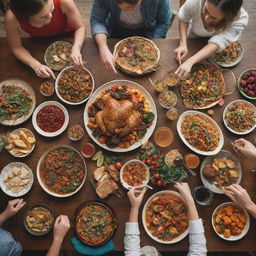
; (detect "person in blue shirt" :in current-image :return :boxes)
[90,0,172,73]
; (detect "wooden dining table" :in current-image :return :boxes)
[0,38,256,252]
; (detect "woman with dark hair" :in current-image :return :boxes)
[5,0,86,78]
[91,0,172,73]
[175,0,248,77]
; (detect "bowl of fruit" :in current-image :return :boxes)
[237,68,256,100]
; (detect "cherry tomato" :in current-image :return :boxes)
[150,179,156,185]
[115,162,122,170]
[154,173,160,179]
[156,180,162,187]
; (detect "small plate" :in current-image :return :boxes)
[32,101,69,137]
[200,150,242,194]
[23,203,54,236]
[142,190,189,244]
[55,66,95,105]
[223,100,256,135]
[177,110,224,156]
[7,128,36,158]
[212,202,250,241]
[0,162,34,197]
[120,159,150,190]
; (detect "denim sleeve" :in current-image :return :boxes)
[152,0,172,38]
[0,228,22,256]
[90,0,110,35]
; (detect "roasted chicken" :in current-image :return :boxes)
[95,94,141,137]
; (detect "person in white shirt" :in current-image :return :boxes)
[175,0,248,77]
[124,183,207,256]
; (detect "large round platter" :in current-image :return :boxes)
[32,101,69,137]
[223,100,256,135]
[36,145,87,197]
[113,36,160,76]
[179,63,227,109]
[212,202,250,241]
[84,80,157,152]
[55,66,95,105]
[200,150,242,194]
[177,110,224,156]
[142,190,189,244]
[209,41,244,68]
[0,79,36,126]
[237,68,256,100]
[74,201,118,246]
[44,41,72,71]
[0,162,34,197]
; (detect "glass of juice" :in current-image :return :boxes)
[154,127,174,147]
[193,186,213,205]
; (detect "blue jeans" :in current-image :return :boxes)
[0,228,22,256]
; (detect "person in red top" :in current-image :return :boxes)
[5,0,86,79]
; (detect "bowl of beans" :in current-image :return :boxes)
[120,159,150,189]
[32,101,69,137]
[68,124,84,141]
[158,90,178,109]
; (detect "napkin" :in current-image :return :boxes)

□ □ □ □ □ □ □

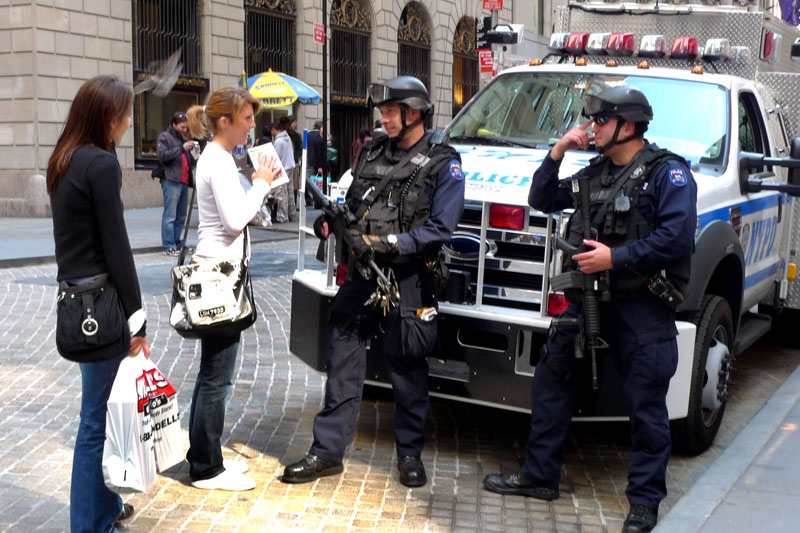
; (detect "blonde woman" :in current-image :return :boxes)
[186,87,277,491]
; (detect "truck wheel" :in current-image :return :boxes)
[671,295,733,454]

□ □ □ □ □ □ □

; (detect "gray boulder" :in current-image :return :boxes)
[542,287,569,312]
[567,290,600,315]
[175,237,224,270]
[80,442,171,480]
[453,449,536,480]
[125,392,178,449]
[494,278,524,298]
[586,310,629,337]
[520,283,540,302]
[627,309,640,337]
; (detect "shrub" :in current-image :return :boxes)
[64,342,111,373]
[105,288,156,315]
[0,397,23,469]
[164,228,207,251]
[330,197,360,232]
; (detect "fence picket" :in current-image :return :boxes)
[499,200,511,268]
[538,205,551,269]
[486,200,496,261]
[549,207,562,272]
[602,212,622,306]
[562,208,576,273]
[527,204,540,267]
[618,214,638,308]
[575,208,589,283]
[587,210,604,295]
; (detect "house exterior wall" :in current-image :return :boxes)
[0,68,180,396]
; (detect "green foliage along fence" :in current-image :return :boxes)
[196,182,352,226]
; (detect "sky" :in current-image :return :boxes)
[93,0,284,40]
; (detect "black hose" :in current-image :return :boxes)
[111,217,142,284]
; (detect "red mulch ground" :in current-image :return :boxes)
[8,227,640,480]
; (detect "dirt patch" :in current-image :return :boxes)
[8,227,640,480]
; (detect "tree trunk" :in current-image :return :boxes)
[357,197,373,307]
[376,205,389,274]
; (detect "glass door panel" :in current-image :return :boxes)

□ □ □ □ □ □ □

Goal
Which of the lines above contain the word "woman"? Pick out each one and copy it.

Solution to this exercise
; (detect "woman with dark hair" :in current-image :return :boxes)
; (detect "blonde woman" :in current-image :return :boxes)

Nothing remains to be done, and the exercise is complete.